▸ **Document section**
□ □ □

The Treasury web site lists the current national debt at ~$10 trillion. What has been the national debt in the past? How quickly have past debts been erased? Do you have suggestions to follow the deficit and spending over time?
David Tucker responds:
To be frank, the government has not been debt free since the
time of Andrew Jackson in the 1830s. There have been times when the government
has gone without an annual deficit, but bond debt has still existed. Government
because of the nature of tax revenue receipts, often issues short term
revolving debt through government securities (Treasury bonds, notes, bills). However,
since 9/11 we have seen large annual deficits on a record scale. What we are in
danger of doing (THIS IS UNPRECENDENTED) is having a decade of record annual
deficits with no intent of returning to a balanced budget. Politicians have
realized that Americans do not care about deficits. We say we do, but in rank
of importance, it is way down on the list.
Bruce Damasio responds:
I would first discuss the difference between deficit and
debt and how it impacts individuals and then government. Many texts have
sections on this and graph which show the rise and fall of the deficit over
time in US History. I would look here first. Then, I suggest for you a book by
David Leonhardt called The Big Fix for looking into this issue. You can go to
the website for the Center for Economic Education (www.ncee.org or also www.ncee.net ) for lessons on this issue.
The debt has been higher in proportion to the economy in the
past and it was much higher after World War II and in the 1950's for the nation
then. Interest payments on the debt will impact future tax revenues, this could
be studied as well.
A good discussion could be held on the role of government
and is it a business to have a balanced budget or make money or is it a model
to provide services and exist without normal business responsibilities?

□ □ □

▸ **Task instructions**
(1) Rewrite the national debt discussion from "The debt has" to "normal business responsibilities?", putting "the Second World War" in place of "World War II".
(2) Carry on the national debt discussion from its final sentence.

[Object point labels]
□ □ □

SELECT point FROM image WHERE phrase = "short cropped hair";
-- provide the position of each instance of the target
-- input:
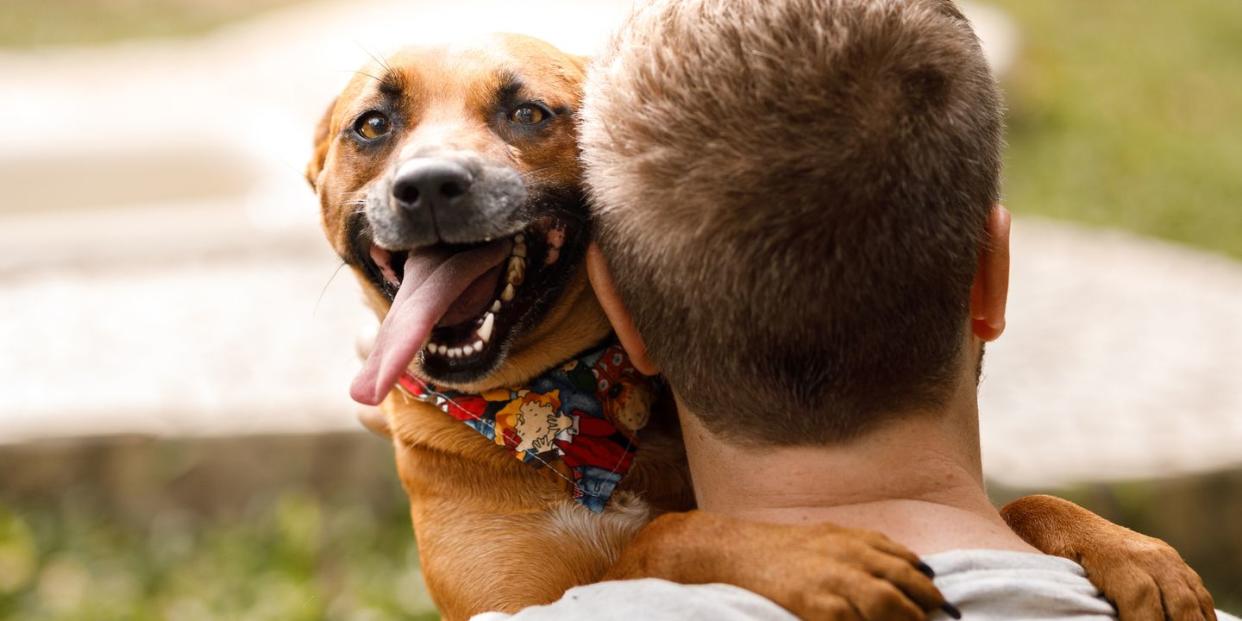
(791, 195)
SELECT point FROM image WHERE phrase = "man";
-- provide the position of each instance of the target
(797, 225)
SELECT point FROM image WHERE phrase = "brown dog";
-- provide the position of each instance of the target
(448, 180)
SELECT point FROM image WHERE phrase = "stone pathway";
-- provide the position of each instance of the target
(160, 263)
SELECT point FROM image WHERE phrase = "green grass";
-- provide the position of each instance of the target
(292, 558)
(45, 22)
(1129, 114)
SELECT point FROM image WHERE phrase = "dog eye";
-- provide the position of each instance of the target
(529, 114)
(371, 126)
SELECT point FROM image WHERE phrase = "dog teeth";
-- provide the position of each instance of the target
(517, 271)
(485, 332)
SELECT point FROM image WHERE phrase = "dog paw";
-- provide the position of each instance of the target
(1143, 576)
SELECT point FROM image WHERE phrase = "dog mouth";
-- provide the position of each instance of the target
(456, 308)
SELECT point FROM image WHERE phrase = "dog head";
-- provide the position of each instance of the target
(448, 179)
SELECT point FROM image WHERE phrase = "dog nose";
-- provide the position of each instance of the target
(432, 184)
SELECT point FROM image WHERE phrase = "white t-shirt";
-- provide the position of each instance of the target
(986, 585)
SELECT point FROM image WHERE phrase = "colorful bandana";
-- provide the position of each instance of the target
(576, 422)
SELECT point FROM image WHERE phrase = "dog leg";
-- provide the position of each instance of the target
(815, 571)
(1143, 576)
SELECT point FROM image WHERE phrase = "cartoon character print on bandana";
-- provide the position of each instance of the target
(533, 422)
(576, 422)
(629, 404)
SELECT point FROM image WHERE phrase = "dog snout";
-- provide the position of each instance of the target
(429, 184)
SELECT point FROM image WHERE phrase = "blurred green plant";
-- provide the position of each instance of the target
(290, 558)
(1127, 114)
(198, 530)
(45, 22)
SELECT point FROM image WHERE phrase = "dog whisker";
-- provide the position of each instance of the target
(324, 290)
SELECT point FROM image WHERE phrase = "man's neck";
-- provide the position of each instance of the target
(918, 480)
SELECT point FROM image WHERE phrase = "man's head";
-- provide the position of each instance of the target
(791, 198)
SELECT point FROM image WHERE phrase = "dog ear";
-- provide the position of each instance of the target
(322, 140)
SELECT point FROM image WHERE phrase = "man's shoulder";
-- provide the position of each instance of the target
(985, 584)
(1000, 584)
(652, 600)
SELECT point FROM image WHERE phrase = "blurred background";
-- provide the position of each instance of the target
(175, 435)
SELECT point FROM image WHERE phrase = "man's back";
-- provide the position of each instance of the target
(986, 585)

□ □ □

▸ **In response**
(1)
The debt has been higher in proportion to the economy in the
past and it was much higher after the Second World War and in the 1950's for the nation
then. Interest payments on the debt will impact future tax revenues, this could
be studied as well.
A good discussion could be held on the role of government
and is it a business to have a balanced budget or make money or is it a model
to provide services and exist without normal business responsibilities?

(2)
Peggy Pelt responds:
First, let me explain the difference between two phrases. "National
deficit" is the amount government spending exceeds its revenue in a fiscal
year. "National debt" is the accumulation of all the deficits. National
deficits have ranged from (approximately) $5 billion to $425 billion in the
last thirty years. Budget surpluses (when government revenue exceeds spending
in a fiscal year) occur rarely - in 1969 and 1998 - 2001. Even when a surplus
occurs it means for that year spending was less than revenue; it does not mean
the debt accumulated in previous years has been paid off.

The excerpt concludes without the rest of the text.